- What the exercise asks
Write out the whole listing, matching it exactly.

- Source material
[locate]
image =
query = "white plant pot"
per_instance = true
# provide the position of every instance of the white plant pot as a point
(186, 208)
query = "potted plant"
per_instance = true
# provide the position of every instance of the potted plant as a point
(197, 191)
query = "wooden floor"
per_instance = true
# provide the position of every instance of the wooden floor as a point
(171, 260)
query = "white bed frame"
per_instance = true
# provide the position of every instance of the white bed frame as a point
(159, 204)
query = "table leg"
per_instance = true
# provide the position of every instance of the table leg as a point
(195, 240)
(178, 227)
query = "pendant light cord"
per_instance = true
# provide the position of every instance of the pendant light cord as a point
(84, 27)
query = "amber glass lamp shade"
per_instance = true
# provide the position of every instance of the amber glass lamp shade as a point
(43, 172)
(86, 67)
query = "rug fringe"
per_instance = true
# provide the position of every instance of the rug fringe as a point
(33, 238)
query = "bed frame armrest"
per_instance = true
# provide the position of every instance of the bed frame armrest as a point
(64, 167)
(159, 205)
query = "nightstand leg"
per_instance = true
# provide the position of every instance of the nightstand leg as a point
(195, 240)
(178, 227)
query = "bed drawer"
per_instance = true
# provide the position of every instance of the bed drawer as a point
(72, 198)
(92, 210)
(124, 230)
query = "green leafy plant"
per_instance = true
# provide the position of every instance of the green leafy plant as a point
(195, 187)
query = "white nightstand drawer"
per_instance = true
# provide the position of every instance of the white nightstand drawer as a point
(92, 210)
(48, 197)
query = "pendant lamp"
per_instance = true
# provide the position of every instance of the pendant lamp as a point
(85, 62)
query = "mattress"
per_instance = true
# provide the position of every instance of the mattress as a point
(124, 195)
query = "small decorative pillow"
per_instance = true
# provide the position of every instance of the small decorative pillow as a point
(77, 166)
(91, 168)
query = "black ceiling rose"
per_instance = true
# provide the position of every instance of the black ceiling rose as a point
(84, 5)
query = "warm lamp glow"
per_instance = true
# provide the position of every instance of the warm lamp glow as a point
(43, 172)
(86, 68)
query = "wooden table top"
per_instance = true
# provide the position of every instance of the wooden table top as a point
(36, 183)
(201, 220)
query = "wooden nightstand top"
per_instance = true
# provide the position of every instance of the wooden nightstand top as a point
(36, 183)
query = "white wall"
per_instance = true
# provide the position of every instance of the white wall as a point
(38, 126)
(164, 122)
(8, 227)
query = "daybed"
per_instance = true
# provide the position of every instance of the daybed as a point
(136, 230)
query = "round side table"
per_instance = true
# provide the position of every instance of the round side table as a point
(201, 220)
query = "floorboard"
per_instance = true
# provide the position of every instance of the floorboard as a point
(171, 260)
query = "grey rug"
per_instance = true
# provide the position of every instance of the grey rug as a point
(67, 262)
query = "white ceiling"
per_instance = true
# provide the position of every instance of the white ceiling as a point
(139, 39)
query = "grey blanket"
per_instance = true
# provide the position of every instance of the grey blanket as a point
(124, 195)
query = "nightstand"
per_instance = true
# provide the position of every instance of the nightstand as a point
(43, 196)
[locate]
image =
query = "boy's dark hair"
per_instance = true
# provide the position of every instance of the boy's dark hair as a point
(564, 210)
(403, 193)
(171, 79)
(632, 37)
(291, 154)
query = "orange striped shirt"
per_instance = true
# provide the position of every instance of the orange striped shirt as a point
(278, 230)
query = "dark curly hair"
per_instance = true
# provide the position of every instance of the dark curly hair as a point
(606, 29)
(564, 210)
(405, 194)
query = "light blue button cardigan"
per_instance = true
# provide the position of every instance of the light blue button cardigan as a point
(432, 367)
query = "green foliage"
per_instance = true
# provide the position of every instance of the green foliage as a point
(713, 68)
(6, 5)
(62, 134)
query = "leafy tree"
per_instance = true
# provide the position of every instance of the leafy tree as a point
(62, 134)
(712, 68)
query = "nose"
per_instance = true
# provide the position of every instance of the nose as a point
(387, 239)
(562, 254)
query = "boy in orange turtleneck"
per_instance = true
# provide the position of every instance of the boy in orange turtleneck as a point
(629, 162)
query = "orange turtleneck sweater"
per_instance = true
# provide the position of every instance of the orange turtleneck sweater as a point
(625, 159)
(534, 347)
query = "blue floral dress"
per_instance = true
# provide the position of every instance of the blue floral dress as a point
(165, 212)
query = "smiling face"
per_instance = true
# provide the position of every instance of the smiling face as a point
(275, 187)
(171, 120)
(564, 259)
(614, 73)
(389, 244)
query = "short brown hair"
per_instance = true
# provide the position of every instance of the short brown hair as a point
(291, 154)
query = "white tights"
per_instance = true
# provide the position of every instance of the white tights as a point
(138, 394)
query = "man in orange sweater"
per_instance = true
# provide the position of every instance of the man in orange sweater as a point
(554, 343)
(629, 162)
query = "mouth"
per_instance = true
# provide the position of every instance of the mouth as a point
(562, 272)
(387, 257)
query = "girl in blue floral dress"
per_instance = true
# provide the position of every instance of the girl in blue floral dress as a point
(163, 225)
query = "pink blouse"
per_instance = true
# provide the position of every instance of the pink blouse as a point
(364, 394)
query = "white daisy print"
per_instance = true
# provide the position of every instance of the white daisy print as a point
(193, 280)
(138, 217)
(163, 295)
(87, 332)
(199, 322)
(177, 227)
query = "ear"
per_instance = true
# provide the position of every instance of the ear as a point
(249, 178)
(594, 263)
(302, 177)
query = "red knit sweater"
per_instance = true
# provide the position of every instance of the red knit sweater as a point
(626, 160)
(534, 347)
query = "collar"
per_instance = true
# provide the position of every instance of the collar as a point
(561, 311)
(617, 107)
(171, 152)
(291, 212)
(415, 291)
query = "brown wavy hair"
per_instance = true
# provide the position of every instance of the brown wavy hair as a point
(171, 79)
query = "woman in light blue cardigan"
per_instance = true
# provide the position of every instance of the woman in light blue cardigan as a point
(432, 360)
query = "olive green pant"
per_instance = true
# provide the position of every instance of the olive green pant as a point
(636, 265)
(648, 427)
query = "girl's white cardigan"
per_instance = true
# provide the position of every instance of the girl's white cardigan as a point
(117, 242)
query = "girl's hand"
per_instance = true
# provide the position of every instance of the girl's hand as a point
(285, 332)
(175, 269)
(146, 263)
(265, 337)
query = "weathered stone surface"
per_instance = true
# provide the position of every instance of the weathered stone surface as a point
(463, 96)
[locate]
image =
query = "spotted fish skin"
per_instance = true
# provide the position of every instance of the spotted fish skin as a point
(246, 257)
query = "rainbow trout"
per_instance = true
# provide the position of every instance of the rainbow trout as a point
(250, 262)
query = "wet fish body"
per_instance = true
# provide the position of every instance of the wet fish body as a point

- Solution for this task
[locate]
image =
query = "white plant pot"
per_instance = true
# provide the position of every instance of the white plant pot as a point
(186, 208)
query = "potted plant"
per_instance = true
# provide the position of every instance of the potted plant as a point
(197, 191)
query = "wooden floor"
per_instance = true
# provide the position of every instance of the wooden floor as a point
(171, 260)
query = "white bed frame"
per_instance = true
# provide the position of every instance of the white bed frame as a point
(159, 204)
query = "table leg"
per_instance = true
# provide the position of every instance of the table leg as a point
(195, 240)
(178, 227)
query = "pendant light cord"
per_instance = true
# provide the position of every instance of the pendant light cord as a point
(84, 27)
query = "amber glass lamp shade"
per_instance = true
# provide the position of every instance of the amber glass lamp shade as a point
(43, 172)
(86, 67)
query = "rug fringe"
per_instance = true
# provide the position of every instance of the rug fringe as a point
(33, 238)
query = "bed frame armrest"
per_instance = true
# provide the position of every instance of the bed frame armrest as a point
(64, 167)
(159, 205)
query = "nightstand leg"
per_instance = true
# provide the position of every instance of the nightstand leg as a point
(195, 240)
(178, 227)
query = "bed drawer"
per_instance = true
# provide the position of every instance of the bed drawer as a point
(72, 198)
(92, 210)
(124, 230)
query = "green leafy plant"
per_instance = true
# provide the position of every instance of the green leafy plant as a point
(195, 187)
query = "white nightstand drawer"
per_instance = true
# provide the position of every instance of the white nightstand drawer as a point
(92, 210)
(48, 197)
query = "pendant lamp"
per_instance = true
# provide the position of every instance of the pendant lamp as a point
(85, 62)
query = "mattress"
per_instance = true
# provide the position of every instance of the mattress as a point
(124, 195)
query = "small decorative pillow"
per_instance = true
# provide the position of every instance of the small decorative pillow as a point
(77, 166)
(91, 168)
query = "black ceiling rose"
per_instance = true
# provide the position of every instance of the black ceiling rose as a point
(84, 5)
query = "warm lamp glow"
per_instance = true
# provide the position of every instance of the warm lamp glow as a point
(43, 172)
(86, 68)
query = "wooden table top"
per_instance = true
# provide the position of every instance of the wooden table top as a point
(36, 183)
(201, 220)
query = "wooden nightstand top"
per_instance = true
# provide the position of every instance of the wooden nightstand top as a point
(36, 183)
query = "white wall"
per_instance = true
# provide the position of every instance of the white wall as a point
(38, 126)
(164, 122)
(8, 227)
query = "daybed"
per_instance = true
# provide the position of every instance of the daybed as a point
(136, 230)
query = "round side table"
per_instance = true
# provide the position of every instance of the round side table as a point
(201, 220)
query = "floorboard"
per_instance = true
# provide the position of every instance of the floorboard as a point
(171, 260)
query = "grey rug"
per_instance = true
# provide the position of every instance of the grey rug as a point
(67, 262)
query = "white ceiling"
per_instance = true
# provide the position of every instance of the white ceiling as a point
(139, 39)
query = "grey blanket"
per_instance = true
# provide the position of every instance of the grey blanket as a point
(124, 195)
query = "nightstand"
per_instance = true
# provide the position of every instance of the nightstand as a point
(43, 196)
[locate]
image =
query = "boy's dark hair"
per_instance = true
# provide the position of every instance of the boy's dark hair as a point
(564, 210)
(403, 193)
(171, 79)
(632, 37)
(291, 154)
query = "orange striped shirt"
per_instance = true
# provide the position of every instance of the orange striped shirt as a point
(278, 230)
query = "dark curly hair"
per_instance = true
# provide the position of every instance of the dark curly hair as a point
(606, 29)
(564, 210)
(405, 194)
query = "light blue button cardigan"
per_instance = true
# provide the position of every instance of the light blue button cardigan as a point
(432, 367)
query = "green foliage"
per_instance = true
# provide the position of every instance of the green foliage as a point
(713, 68)
(6, 5)
(62, 134)
query = "leafy tree"
per_instance = true
# provide the position of every instance of the leafy tree as a point
(62, 134)
(712, 68)
query = "nose"
per_instance = true
# provide the position of every instance of the nose as a point
(387, 239)
(562, 254)
query = "boy in orange turtleneck"
per_instance = true
# provide the position of every instance of the boy in orange turtleneck as a point
(629, 162)
query = "orange turtleneck sweater"
per_instance = true
# provide the position of every instance of the orange turtleneck sweater as a point
(625, 159)
(534, 347)
query = "blue floral dress"
per_instance = true
# provide the position of every instance of the blue floral dress as a point
(165, 212)
query = "smiling face"
per_instance = true
# provide the position of every instance of the smiling face as a point
(275, 187)
(171, 120)
(564, 259)
(614, 73)
(389, 244)
query = "short brown hair"
per_instance = true
# provide the position of every instance of the short brown hair as a point
(291, 154)
query = "white tights"
per_instance = true
# provide the position of every instance of the white tights as a point
(138, 394)
query = "man in orange sweater"
per_instance = true
# provide the position of every instance of the man in orange sweater as a point
(554, 343)
(629, 162)
query = "mouth"
per_instance = true
# provide the position of every instance of the mouth as a point
(562, 272)
(387, 257)
query = "girl in blue floral dress"
per_instance = true
# provide the position of every instance of the girl in blue floral dress as a point
(163, 225)
query = "pink blouse"
per_instance = true
# provide the position of every instance of the pink blouse as a point
(364, 394)
query = "white daisy print"
per_instance = true
# provide the position of every instance of the white daisy print as a point
(193, 280)
(138, 217)
(163, 295)
(87, 332)
(199, 322)
(177, 227)
query = "ear"
per_instance = true
# provide the position of every instance of the ear as a point
(249, 178)
(594, 263)
(302, 177)
query = "red knit sweater"
per_instance = true
# provide the position of every instance of the red knit sweater as a point
(626, 160)
(534, 347)
query = "collar"
per_instance = true
# provide the position of every instance of the collar as a point
(561, 311)
(617, 107)
(171, 152)
(291, 212)
(415, 291)
query = "brown wavy hair"
per_instance = true
# provide the position of every instance of the brown wavy hair as a point
(171, 79)
query = "woman in light blue cardigan"
per_instance = true
# provide the position of every instance of the woman in light blue cardigan as a point
(432, 360)
query = "olive green pant"
per_instance = true
# provide the position of every instance of the olive green pant as a point
(636, 265)
(648, 427)
query = "girl's white cardigan"
per_instance = true
# provide the position of every instance of the girl's white cardigan as a point
(117, 242)
query = "girl's hand"
per_instance = true
# provide the position of every instance of the girl's hand as a point
(285, 332)
(175, 269)
(146, 263)
(265, 337)
query = "weathered stone surface"
per_instance = true
# provide the position of every instance of the weathered stone surface as a point
(463, 96)
[locate]
image =
query = "spotted fish skin"
per_instance = true
# provide the position of every instance of the spotted fish skin as a point
(246, 257)
query = "rainbow trout"
per_instance = true
# provide the position of every instance of the rainbow trout as a point
(250, 262)
query = "wet fish body"
per_instance = true
# provide the position of every instance of the wet fish body as a point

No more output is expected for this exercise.